• Given text:
Charlie Kelly is a fictional character and one of the five main characters on the American sitcom It's Always Sunny in Philadelphia. Portrayed by Charlie Day, the character debuted in the pilot episode, The Gang Gets Racist. Charlie is a co-owner of Paddy's Pub alongside Mac and Dennis, co-worker of Dee, and the roommate of Frank Reynolds. Together, the group are often collectively known as the "Gang".

Charlie works as the janitor and handyman for the bar, doing menial work named "Charlie work" by the other members of the gang. Charlie is depicted as naive, uneducated, and in poor physical and mental health, but also as idealistic and positive.

==Creation and development==
Charlie Kelly was one of the original four characters created for the show and was portrayed by Charlie Day from the pilot episode. Day, alongside Glenn Howerton (Dennis) and Rob McElhenney (Mac), became writers and executive producers for the show when it was picked up by FX.

Charlie Day considered leaving the show to focus on starring in films, but ultimately decided to stay.

==Fictional character biography==
===Background===
Charlie Kelly was born to Bonnie and Shelley Kelly. His father is an Irish man that was entirely absent from Charlie's life, except for being a pen pal to his son, with Charlie not knowing the identity of his pen pal. Charlie's mother was promiscuous during his childhood, often being hinted she was a prostitute. It is also hinted that his uncle Jack attempted to molest him.

• Exercise details:
Pick up the Charlie Kelly text after its last sentence and keep writing it. The data after this point is separate from the Charlie Kelly text.

• Entries supplied:
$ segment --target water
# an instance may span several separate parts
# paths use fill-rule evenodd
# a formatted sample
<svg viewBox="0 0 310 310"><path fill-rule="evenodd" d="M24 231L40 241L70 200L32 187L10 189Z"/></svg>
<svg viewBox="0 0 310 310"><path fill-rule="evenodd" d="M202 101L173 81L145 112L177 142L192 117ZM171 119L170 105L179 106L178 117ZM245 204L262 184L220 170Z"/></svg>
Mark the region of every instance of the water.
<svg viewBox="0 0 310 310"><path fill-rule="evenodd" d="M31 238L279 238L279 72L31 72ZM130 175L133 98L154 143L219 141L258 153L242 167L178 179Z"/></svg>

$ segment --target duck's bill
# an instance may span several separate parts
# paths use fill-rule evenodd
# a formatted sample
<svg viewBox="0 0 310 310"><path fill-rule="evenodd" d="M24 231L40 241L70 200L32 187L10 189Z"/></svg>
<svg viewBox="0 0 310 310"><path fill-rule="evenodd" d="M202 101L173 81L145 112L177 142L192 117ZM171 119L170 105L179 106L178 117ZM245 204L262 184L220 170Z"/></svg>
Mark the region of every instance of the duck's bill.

• Task response:
Charlie befriended Mac, Dennis, and Dee during his school years. He was bullied throughout school, and didn't perform well academically, leading to his adult illiteracy. While working at a roller rink, Charlie bought Paddy's Pub alongside Mac and Dennis. This is where he also got addicted to inhalants.

===During the series===
Throughout the series, Charlie is often manipulated by the other members of the group due to his innocent nature and lack of intelligence. He performs menial labour, dubbed "Charlie work", in the bar due to the other characters not wanting to do the tasks. He lives in near squalor and does not care for his physical or mental health. He often eats strange foods such as cat food, and makes regular use of inhalants such as glue or paint, to get high. He is illiterate, but is able to understand Irish and is exceptionally talented musically, able to perform piano and he wrote his own musical, The Nightman Cometh. As well as his musical pursuits, Charlie has been portrayed as a creative eccentric, such as in his Dream Journal, his choice of hobbies, and his many personas, including Green Man.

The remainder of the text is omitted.